## Brano dell'esercizio

L’ambientazione nella provincia americana di questo L’autopsia fa da sfondo a una storia dolente, dai tratti quasi kinghiani, con protagonista un personaggio vicino al termine della sua vita, che sceglie di fronteggiare l’orrore faccia a faccia. Quella che sembra essere, dapprima, una storia di follia ben piantata negli umori di una piccola comunità, sconfina presto in un incubo di matrice fantascientifica, in cui il body horror – in alcune sequenze piuttosto esplicito – incontra la dimensione dello scontro psicologico tra l’anziano medico e la letale entità. La sceneggiatura dell’esperto David S. Goyer rende bene il personaggio del protagonista e quello del disincantato sceriffo che lo assume, trovando l’unico limite in una certa prevedibilità degli sviluppi (nonché dell’esito della vicenda).

## Estratto dei dati
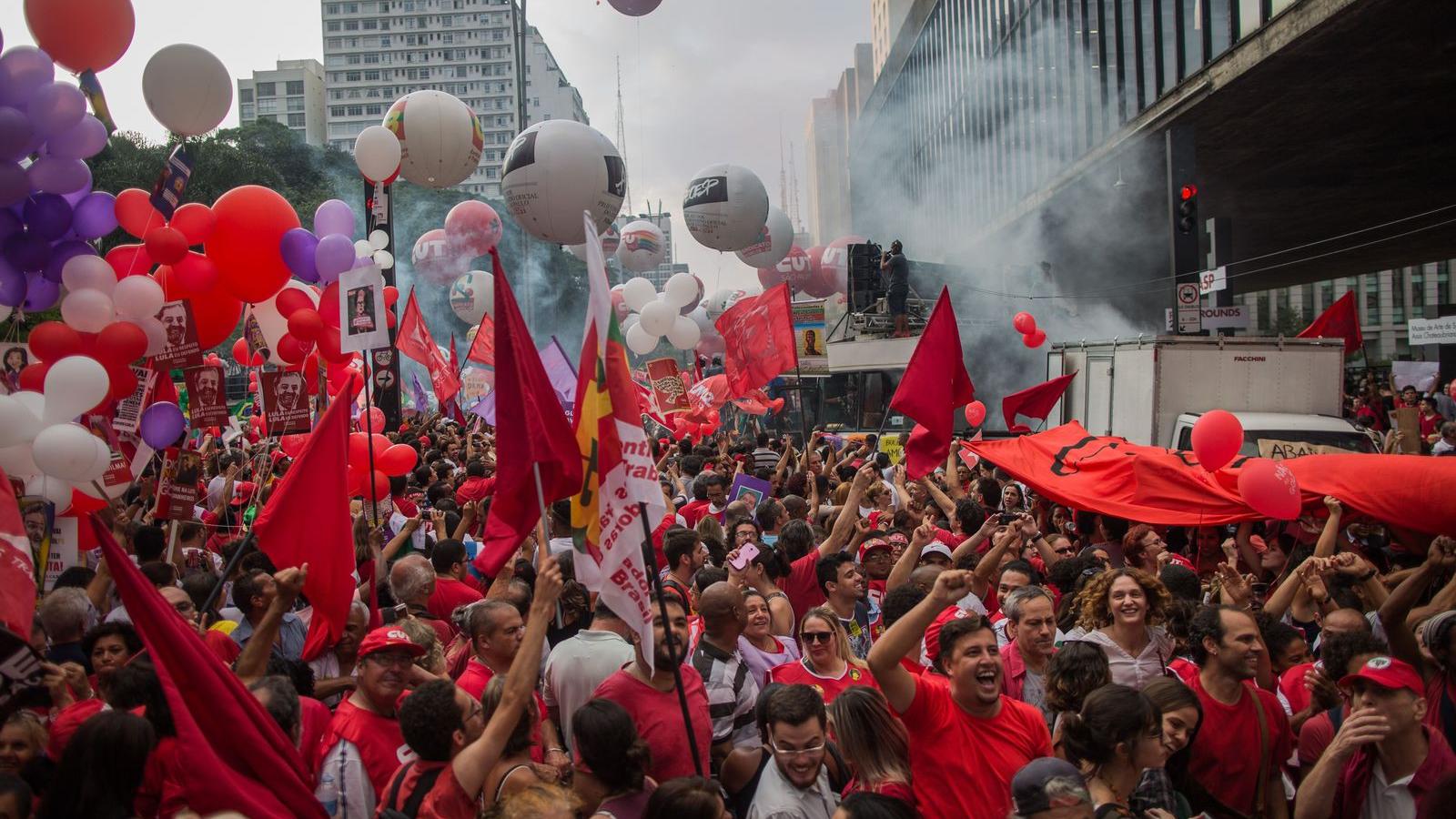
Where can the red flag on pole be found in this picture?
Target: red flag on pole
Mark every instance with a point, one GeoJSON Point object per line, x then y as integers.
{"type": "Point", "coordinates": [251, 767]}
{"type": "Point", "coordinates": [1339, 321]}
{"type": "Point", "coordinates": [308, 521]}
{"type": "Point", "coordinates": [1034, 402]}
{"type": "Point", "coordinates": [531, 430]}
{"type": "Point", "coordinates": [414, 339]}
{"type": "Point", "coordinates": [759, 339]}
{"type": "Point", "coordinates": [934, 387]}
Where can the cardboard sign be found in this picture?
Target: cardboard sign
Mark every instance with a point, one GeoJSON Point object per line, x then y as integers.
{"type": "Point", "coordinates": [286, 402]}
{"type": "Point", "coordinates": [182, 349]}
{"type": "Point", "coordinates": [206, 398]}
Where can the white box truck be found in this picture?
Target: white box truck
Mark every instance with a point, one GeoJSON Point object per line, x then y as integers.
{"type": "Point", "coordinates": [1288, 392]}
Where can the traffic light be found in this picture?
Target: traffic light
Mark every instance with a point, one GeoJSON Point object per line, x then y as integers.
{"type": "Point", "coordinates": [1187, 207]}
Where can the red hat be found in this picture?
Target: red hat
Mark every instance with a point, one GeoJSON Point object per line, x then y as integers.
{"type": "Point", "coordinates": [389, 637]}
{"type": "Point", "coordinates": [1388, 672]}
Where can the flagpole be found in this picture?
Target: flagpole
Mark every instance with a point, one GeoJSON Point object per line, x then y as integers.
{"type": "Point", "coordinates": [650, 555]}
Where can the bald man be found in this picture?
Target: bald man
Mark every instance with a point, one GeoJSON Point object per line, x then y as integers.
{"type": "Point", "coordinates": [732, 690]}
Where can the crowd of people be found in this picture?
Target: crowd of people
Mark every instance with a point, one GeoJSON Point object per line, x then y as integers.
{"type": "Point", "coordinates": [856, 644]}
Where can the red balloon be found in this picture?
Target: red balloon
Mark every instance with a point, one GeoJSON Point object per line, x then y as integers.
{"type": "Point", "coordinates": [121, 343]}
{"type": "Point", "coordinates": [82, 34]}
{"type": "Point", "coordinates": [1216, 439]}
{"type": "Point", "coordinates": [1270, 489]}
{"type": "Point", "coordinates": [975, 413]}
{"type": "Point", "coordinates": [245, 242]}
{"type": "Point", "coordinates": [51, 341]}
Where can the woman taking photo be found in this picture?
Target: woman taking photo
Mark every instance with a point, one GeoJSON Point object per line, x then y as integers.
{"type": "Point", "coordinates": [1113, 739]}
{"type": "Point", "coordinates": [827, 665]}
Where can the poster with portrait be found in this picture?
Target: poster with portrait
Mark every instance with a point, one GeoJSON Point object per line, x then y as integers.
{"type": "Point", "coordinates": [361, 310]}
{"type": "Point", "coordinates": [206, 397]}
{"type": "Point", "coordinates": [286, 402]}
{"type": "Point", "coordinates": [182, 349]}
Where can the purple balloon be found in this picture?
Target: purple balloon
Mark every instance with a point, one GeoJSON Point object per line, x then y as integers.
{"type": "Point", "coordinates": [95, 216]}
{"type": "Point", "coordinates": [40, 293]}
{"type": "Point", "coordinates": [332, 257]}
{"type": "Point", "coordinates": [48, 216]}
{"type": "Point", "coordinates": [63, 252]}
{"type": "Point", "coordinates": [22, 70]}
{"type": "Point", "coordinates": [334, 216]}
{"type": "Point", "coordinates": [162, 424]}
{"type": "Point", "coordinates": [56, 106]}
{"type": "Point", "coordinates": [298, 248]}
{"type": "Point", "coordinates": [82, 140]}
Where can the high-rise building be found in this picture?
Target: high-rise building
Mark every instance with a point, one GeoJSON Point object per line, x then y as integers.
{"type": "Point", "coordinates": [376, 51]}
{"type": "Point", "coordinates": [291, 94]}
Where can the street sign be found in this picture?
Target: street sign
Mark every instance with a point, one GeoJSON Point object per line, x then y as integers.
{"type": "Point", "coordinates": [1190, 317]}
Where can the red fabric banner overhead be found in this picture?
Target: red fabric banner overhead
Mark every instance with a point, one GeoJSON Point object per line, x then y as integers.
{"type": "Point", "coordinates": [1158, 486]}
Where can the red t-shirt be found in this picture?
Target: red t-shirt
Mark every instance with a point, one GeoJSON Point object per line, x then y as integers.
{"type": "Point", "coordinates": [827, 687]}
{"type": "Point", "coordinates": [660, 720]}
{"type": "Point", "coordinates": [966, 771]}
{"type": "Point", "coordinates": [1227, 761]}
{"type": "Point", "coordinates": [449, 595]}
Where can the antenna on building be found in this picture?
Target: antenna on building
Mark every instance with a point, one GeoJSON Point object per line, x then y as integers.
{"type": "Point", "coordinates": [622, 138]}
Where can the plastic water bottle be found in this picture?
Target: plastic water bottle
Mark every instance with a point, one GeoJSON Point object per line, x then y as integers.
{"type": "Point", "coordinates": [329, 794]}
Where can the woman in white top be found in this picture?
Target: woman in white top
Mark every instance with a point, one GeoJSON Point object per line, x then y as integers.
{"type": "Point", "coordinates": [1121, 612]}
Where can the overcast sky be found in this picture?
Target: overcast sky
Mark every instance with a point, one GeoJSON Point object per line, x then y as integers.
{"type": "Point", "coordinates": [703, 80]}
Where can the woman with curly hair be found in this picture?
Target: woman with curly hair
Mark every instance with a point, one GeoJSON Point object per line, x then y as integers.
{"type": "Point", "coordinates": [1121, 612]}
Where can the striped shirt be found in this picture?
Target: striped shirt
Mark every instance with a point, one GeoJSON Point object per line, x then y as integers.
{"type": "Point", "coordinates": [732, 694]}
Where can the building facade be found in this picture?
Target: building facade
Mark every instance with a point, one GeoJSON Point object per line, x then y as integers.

...

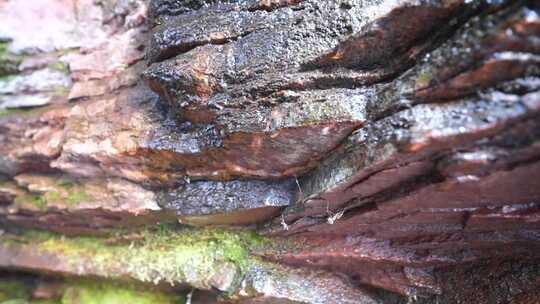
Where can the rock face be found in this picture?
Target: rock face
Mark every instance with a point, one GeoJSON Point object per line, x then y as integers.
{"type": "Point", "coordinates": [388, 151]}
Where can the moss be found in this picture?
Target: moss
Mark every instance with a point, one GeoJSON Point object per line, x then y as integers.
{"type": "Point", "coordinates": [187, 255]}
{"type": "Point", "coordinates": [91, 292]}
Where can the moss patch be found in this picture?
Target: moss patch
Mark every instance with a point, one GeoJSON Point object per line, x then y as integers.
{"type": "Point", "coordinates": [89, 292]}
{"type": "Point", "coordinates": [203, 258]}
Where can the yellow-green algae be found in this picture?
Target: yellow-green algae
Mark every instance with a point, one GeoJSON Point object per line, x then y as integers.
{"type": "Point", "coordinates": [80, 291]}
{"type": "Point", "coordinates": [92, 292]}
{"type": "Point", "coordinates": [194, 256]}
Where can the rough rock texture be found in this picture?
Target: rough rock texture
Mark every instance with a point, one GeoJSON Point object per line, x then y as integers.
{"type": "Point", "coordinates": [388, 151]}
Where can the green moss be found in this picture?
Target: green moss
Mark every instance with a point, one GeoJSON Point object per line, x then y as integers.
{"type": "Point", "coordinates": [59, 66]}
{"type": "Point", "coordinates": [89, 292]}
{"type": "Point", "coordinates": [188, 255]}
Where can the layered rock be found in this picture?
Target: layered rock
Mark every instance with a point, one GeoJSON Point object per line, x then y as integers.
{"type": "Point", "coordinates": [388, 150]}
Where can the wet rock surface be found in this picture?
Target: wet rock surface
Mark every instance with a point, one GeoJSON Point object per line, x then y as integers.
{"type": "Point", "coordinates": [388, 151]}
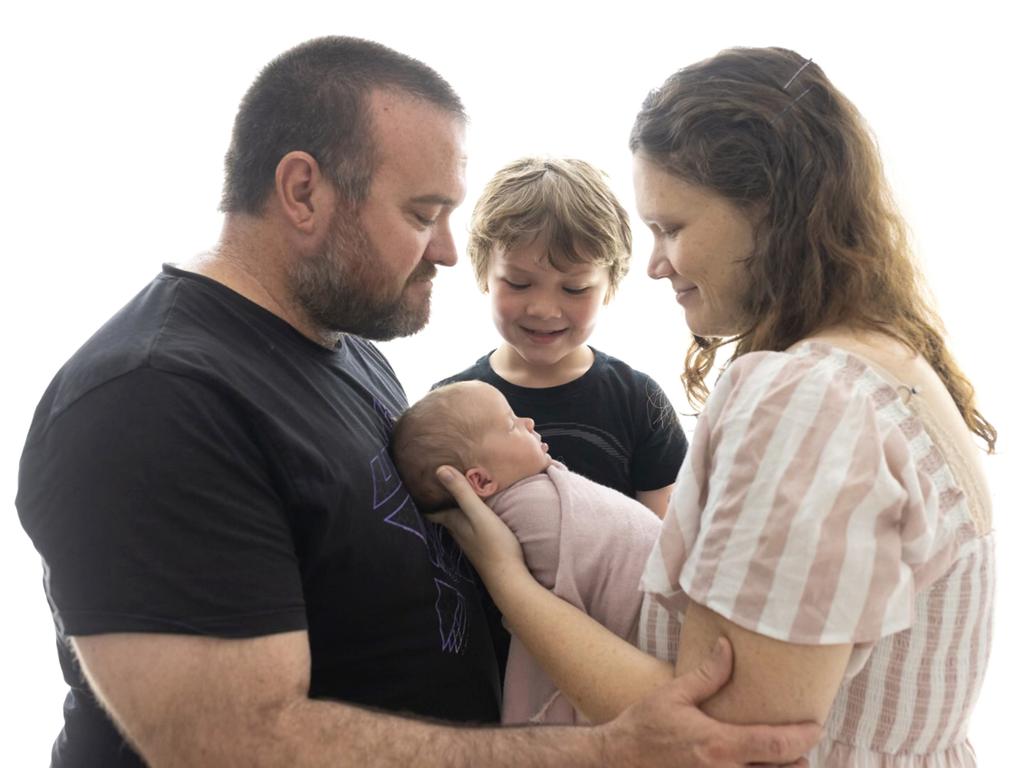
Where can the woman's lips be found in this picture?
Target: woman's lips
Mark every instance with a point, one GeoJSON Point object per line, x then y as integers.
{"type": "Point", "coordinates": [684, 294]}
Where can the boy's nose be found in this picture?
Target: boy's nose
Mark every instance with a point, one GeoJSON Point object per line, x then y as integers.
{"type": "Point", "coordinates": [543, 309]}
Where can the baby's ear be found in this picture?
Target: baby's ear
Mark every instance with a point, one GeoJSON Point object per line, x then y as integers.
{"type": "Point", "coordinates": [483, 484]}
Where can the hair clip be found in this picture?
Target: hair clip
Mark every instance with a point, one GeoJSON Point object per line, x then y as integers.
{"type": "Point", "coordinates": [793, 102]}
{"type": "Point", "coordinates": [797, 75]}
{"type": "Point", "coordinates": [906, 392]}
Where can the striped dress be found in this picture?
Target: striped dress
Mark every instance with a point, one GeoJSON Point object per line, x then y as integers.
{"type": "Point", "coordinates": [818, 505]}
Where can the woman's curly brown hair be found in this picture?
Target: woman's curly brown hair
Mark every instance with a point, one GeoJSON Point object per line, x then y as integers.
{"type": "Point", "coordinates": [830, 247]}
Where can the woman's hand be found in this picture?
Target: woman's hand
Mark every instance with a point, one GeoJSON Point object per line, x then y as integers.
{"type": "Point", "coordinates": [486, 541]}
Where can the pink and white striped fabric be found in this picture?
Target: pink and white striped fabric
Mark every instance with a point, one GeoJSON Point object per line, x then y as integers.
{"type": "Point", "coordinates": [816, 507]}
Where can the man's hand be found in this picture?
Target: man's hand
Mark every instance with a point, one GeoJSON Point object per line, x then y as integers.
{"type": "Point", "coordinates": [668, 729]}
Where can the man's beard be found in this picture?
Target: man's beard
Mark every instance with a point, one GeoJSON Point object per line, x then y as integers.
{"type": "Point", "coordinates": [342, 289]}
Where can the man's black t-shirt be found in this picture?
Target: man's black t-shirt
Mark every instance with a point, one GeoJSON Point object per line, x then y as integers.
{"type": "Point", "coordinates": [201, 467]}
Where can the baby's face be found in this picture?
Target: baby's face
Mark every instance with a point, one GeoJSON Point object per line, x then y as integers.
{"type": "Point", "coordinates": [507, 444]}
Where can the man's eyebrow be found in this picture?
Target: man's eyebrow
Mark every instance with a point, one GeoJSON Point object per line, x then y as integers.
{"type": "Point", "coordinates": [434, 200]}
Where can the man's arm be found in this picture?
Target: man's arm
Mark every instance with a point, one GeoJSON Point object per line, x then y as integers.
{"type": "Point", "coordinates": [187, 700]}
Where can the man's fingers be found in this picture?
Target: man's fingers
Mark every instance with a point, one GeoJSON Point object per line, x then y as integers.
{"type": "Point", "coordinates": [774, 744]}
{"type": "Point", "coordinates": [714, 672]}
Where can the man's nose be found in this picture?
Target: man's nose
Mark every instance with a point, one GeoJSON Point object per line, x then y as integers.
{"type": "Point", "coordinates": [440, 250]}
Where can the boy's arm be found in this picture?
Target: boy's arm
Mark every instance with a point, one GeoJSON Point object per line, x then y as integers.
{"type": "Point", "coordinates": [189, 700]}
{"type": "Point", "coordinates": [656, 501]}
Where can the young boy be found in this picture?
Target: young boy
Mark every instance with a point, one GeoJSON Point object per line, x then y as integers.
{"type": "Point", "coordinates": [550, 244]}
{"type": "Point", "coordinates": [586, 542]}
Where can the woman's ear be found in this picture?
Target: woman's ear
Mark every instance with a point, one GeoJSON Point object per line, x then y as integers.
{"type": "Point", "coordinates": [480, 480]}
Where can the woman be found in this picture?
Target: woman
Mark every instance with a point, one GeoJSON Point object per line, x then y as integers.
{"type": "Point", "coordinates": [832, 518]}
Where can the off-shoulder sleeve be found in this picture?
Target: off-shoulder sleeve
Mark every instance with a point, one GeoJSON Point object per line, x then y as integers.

==

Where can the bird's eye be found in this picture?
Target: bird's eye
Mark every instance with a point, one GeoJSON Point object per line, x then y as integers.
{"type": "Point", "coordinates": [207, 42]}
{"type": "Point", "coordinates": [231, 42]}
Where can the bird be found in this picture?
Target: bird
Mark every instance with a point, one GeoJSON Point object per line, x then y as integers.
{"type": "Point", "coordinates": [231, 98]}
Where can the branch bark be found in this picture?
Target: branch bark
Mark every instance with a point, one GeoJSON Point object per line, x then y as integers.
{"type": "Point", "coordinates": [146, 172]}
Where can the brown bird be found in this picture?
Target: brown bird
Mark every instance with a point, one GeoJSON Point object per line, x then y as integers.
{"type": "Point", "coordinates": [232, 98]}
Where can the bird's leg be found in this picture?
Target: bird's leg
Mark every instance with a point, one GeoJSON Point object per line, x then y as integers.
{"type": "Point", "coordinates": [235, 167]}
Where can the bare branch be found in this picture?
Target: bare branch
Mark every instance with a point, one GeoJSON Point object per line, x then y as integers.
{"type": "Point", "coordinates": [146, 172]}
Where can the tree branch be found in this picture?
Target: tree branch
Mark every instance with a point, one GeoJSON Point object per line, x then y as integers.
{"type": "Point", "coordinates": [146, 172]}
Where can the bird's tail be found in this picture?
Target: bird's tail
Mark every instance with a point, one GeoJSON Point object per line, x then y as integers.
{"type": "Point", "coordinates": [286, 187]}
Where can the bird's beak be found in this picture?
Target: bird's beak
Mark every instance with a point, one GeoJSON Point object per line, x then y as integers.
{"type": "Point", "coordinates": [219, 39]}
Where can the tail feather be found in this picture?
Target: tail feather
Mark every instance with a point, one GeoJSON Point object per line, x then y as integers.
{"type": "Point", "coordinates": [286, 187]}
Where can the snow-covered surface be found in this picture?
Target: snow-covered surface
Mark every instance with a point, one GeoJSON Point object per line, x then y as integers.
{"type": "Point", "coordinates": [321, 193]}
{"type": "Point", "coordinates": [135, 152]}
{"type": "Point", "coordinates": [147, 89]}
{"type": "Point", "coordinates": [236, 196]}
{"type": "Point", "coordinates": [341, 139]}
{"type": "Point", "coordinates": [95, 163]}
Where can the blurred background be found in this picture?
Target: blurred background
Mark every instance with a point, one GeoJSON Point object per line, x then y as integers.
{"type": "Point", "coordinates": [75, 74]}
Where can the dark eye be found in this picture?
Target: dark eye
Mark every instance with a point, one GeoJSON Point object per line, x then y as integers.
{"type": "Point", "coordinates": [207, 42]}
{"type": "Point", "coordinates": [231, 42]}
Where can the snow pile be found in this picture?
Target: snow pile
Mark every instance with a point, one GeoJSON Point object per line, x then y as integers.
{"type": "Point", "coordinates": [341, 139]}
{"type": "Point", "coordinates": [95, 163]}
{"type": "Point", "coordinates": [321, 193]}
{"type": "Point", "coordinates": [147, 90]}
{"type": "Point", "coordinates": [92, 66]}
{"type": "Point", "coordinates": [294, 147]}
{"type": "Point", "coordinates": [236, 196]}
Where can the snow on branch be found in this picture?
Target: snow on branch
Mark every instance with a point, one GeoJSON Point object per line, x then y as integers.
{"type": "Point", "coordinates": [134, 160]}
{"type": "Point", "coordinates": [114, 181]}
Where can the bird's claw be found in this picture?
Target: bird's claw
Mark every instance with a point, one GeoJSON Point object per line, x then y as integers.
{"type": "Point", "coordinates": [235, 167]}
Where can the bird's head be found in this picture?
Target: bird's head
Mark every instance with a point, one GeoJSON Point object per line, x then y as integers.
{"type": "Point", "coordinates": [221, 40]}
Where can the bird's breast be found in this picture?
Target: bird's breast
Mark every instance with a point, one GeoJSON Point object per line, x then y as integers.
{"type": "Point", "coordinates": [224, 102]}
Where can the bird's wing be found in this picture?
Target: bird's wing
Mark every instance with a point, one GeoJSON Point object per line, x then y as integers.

## Consegna 1
Riscriva il brano su L'autopsia da "L’ambientazione nella provincia" fino a "dell’esito della vicenda).", sostituendo "sceriffo" con "poliziotto".
## Consegna 2
Risponda alle seguenti domande sul brano su L'autopsia:
(a) Chi firma la sceneggiatura?
(b) In quale ambientazione si svolge la storia?
(c) Quale limite viene attribuito alla sceneggiatura?
## Consegna 3
Prosegua il brano su L'autopsia a partire dall'ultima frase riportata.
Le voci riportate provengono da una fonte diversa rispetto al brano.

## Spazio risposta 1
L’ambientazione nella provincia americana di questo L’autopsia fa da sfondo a una storia dolente, dai tratti quasi kinghiani, con protagonista un personaggio vicino al termine della sua vita, che sceglie di fronteggiare l’orrore faccia a faccia. Quella che sembra essere, dapprima, una storia di follia ben piantata negli umori di una piccola comunità, sconfina presto in un incubo di matrice fantascientifica, in cui il body horror – in alcune sequenze piuttosto esplicito – incontra la dimensione dello scontro psicologico tra l’anziano medico e la letale entità. La sceneggiatura dell’esperto David S. Goyer rende bene il personaggio del protagonista e quello del disincantato poliziotto che lo assume, trovando l’unico limite in una certa prevedibilità degli sviluppi (nonché dell’esito della vicenda).

## Spazio risposta 2
(a) David S. Goyer.
(b) Nella provincia americana.
(c) Una certa prevedibilità degli sviluppi, nonché dell'esito della vicenda.

## Spazio risposta 3
L’apparenza
Basato anch’esso su una fonte esterna (qui un racconto breve della fumettista Emily Carroll) L’apparenza vede in regia Ana Lily Amirpour, cineasta britannica di origini iraniane, salita alla ribalta con l’horror del 2014 A Girl Walks Home Alone at Night. E sono, in effetti, tipicamente femminili sia l’ottica che le tematiche al centro di questa storia horror, sorta di versione virata in grottesco di Carrie – Lo sguardo di Satana ambientata nel mondo degli adulti. Protagonista della vicenda è Stacey, timida impiegata di banca insoddisfatta del suo aspetto, messa da parte dalle più avvenenti colleghe per il suo fare goffo e dimesso, e per la sua passione per la tassidermia. Quando la donna viene a conoscenza di una “miracolosa” crema che promette di far emergere “una nuova sé”, decide di dar fiducia allo spot televisivo che la pubblicizza; i risultati iniziali non sembrano incoraggianti, ma Stacey non demorde, convinta che la sua “guarigione” debba passare per un un periodo iniziale di sofferenza.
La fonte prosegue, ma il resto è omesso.